Requirement: Rewrite the entries from the very first line down to the line containing "positive clicks: (264, 271) (301, 200)" as a numbered list, skipping any blank lines.

Data items:
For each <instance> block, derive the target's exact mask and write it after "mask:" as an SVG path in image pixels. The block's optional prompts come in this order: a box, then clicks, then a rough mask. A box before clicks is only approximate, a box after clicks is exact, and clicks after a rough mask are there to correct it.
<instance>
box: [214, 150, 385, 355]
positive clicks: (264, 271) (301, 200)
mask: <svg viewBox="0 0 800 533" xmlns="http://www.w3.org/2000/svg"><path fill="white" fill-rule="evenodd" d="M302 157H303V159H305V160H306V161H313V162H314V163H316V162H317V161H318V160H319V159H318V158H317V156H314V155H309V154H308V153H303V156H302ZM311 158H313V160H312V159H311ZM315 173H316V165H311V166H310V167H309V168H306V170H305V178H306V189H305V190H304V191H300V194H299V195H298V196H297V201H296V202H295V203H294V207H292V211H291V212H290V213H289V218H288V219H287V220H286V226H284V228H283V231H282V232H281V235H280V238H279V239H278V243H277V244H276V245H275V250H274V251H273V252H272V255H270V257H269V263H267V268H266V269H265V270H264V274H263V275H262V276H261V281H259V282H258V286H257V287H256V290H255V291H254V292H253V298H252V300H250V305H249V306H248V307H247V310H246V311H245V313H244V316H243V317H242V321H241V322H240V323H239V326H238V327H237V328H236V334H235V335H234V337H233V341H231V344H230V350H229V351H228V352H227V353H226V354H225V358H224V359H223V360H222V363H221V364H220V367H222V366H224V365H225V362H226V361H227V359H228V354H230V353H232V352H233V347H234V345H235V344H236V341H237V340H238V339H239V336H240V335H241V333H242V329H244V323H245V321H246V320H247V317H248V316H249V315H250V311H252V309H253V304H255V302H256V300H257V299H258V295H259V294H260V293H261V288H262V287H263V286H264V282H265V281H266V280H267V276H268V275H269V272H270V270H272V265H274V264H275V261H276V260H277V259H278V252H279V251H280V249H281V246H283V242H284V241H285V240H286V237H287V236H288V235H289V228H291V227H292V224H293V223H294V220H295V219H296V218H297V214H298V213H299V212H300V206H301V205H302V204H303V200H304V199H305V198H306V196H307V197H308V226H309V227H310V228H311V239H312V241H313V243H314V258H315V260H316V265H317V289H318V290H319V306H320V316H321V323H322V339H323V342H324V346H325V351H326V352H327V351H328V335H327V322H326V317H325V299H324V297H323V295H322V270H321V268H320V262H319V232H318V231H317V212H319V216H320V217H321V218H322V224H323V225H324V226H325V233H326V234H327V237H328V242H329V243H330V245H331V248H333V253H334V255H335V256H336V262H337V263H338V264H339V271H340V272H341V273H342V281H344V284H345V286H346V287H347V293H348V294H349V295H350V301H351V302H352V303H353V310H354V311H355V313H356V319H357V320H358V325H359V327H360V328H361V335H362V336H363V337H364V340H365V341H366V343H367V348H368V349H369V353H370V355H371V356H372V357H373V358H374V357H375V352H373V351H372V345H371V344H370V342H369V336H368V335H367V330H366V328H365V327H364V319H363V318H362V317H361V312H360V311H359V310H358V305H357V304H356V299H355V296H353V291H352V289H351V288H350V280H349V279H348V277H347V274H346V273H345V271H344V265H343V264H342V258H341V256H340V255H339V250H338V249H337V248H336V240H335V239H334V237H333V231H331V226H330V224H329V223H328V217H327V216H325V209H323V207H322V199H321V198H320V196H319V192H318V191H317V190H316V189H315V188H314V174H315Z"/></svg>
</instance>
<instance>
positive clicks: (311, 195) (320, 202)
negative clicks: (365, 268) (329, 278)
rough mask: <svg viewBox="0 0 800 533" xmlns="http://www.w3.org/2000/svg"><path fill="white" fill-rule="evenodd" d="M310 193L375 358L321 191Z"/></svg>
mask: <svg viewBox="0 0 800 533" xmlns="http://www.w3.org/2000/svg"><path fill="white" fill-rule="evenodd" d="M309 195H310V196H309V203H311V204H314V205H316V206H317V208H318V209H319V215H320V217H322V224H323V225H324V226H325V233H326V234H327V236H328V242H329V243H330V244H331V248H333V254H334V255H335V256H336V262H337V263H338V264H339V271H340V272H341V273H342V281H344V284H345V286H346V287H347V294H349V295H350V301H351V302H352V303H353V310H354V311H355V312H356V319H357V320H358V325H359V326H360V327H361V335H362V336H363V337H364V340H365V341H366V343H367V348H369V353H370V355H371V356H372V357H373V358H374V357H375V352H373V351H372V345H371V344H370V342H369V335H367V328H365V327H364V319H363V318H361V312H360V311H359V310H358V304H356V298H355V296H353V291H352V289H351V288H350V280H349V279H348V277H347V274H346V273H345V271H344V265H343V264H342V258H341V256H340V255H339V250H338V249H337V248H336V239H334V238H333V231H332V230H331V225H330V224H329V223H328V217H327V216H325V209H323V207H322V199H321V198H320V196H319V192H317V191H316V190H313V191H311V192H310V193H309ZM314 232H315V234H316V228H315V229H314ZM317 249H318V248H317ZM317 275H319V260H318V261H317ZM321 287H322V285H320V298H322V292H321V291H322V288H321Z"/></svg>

Written response:
1. For each <instance> block, derive the target's exact mask and write it after "mask:" as an SVG path in image pixels. The block's optional prompts come in this order: a box, then clicks, then a rough mask. A box before clicks is only approximate, a box after clicks is exact, and clicks after a rough mask are there to correct it.
2. <instance>
3. box: [214, 150, 385, 355]
4. positive clicks: (264, 271) (301, 200)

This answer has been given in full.